- **任务简述**
请从含有“skirt, that would be most helpful.”的那一行起，一直抄录到条目末尾，首尾两行都包括在内，内容须与原文一字不差。图片不要放进答案。
= = =
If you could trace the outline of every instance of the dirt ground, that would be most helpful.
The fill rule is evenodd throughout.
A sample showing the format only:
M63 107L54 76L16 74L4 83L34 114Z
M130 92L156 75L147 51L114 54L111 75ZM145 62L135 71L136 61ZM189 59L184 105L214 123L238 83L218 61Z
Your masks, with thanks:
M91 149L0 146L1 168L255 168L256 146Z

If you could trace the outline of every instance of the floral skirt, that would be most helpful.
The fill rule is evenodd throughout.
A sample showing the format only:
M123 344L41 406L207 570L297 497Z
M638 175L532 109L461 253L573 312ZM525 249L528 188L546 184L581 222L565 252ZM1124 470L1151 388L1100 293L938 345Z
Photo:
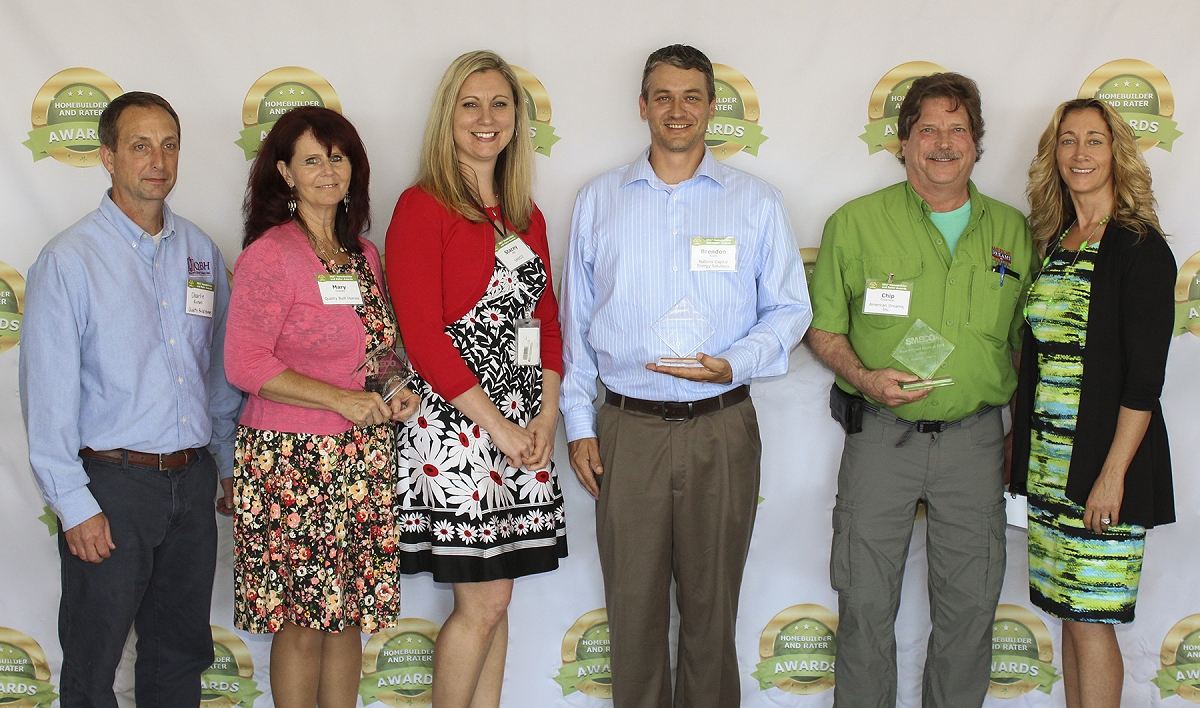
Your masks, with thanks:
M374 632L400 614L391 424L336 436L238 427L234 625Z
= = =
- **本题解答**
If you could trace the outline of every instance of the floral skirt, that would be most helpful.
The fill rule is evenodd throughout.
A sample showing the format only:
M123 344L41 406L207 570L297 497Z
M638 175L532 109L461 253L573 312ZM525 249L528 188L546 184L581 222L565 252ZM1124 470L1151 388L1100 293L938 345Z
Photo:
Your masks, with thanks:
M374 632L400 614L391 424L336 436L238 427L234 625Z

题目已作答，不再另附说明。